ASSIGNED TASK >>
Exactly as written, return the entries below, minus any pictures.

** Opening MATERIAL SHOWN block **

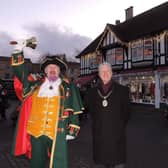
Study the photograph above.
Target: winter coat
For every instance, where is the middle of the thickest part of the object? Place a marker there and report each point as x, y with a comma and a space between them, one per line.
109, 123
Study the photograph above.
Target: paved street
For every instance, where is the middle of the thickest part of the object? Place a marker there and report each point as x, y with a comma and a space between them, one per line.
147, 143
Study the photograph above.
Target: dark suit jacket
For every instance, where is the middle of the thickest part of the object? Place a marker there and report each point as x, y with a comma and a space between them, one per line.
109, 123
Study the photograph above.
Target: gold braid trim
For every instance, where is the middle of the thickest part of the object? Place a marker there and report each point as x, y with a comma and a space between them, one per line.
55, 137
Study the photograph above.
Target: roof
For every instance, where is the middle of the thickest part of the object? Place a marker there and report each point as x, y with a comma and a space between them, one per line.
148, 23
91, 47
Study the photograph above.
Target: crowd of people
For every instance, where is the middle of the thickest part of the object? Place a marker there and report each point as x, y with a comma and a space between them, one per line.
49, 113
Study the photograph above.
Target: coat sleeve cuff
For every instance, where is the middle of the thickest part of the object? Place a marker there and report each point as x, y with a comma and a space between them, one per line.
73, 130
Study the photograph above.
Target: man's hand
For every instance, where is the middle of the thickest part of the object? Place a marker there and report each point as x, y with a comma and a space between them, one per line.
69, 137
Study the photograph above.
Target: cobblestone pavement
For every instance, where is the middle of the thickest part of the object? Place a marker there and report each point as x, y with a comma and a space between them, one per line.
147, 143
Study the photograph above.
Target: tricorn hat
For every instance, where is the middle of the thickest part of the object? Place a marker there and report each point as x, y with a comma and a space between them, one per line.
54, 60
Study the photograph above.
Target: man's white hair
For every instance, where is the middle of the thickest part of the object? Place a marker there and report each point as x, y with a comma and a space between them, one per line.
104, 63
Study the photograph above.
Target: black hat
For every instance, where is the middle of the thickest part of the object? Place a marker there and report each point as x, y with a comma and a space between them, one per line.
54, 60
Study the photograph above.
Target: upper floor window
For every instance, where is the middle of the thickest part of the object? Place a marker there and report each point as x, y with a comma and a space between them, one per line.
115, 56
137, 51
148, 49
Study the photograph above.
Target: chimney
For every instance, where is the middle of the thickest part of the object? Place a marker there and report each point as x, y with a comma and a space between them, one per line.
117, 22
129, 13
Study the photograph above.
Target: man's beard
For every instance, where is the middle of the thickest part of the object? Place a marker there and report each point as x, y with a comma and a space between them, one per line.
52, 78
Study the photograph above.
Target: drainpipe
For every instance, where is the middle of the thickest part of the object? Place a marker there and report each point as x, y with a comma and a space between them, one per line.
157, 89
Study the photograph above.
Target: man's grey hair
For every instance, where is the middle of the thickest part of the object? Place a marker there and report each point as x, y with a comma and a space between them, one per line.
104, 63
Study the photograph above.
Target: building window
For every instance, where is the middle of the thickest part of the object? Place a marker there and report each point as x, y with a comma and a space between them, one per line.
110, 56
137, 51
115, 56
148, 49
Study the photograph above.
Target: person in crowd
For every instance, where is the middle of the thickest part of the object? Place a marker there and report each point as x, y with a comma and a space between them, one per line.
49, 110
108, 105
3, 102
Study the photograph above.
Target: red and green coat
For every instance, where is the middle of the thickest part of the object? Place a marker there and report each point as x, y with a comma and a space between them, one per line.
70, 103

** Closing MATERIAL SHOWN block **

ANSWER SPACE >>
Study the photograph above.
Target: winter coat
For every instance, where is the middle of the thickest part of the object? Place a marker there and report each point as x, y with a comma and a space between them, one per line.
109, 123
Study the photograph above.
Target: paved street
For every instance, where is the middle of the thickest part of the object? Place a marker there and report each point as x, y with a comma and a space between them, one per line.
147, 143
Study the photograph above.
Target: dark suit jacket
For every instance, where is the middle of the thickest part of the object? Place a marker there and report each point as x, y with a comma and a space between them, one per line.
109, 123
Study the photograph above.
Target: gold braid trim
For every instance, where is the middle of the thickest part of the object? Place a marker there and report each point as x, y with a comma and a space between them, one per line.
55, 137
Study the photograph above.
Target: roof
For every instance, where is the middle of the thickest part of the object? Place a marker there and report each point as x, y with a comma and a space between them, one per line.
148, 23
91, 47
Study the photograph above.
Target: crowd of people
For every instance, where is the middle of the thickest part of the object? Place a marker there and report each point as x, y with a comma and a space between them, one per line.
49, 113
Study the photograph above.
Target: coat sleeve cuff
For every instance, where is the middle of the thickest part of the object? Place a marker there and report each point as x, y with a comma and a space between them, one per line.
73, 130
Study the photograph above.
Target: man's hand
For every instance, where is the middle of the thickest part of the object? Place a marker there and report each point as x, y with a comma and a space between them, one per line.
69, 137
Study the photograph above.
Target: cobblestone pavement
For every instance, where is the middle of the thickest part of the object? Place a marker there and report each point as x, y with a comma and a space between them, one per line.
147, 143
Study the photograph above.
Target: tricorn hat
For every instance, where is the middle of the thickest part of the object? Place a marker there and report each point as x, y with a comma and a space between them, one per line.
54, 60
Study the photograph above.
Target: man's white hair
For every instance, where is the middle of the thickest part of the object? Place a marker there and report each point as x, y with a comma and a space between them, one per line.
104, 63
Study the photograph above.
Target: black hat
For every instance, where is the middle of the thickest part of the object? Place a marker there and report each point as x, y with a comma and a space between them, one per line.
54, 60
Study the photograph above.
Target: upper floor window
For every instance, where is the middle of the thickest part of the object? Place a marker there and report each point as x, y with a comma and a space between them, one per line.
115, 56
137, 51
148, 49
Study the photograph above.
Target: chimney
For every instance, where is the middle of the thickest part of the object? Place a marker there and report each point as x, y with a comma and a space between them, one per line.
117, 22
129, 13
Study the photograph above.
Target: man's beard
For every instance, where is the middle of the thickest part of the object? Place a marker there and report each point as x, y with a comma and a space between them, one per line.
52, 78
Study the photograph above.
Target: drainpipe
For every instance, where is the middle of the thickest part of the object? Place a marker there and report each point as x, y with a comma and a space between them, one per line.
157, 89
Study the photograph above.
Target: man's grey hair
For every instance, where is the middle of the thickest part of the object? Place a marker there and report each point as x, y with a comma and a space between them, one per line.
104, 63
Study the photograph above.
Target: building window
For every instance, where is the middle of the thickest part of the object? Place a marker there and report each point as x, y with a comma and a space between them, one per line.
110, 56
137, 51
115, 56
148, 49
Study the photograph above.
Target: person in crowd
For every instance, where is the middle of the thickest part of the object? Place a marker there and report each point as x, y with a comma and a space between them, one per line.
49, 110
108, 105
3, 102
Study the photograph above.
Target: red and green coat
For every instance, where is the middle of the thickest part of the object? Place a marker there and report each point as x, y with a comma and a space between them, one per line.
70, 103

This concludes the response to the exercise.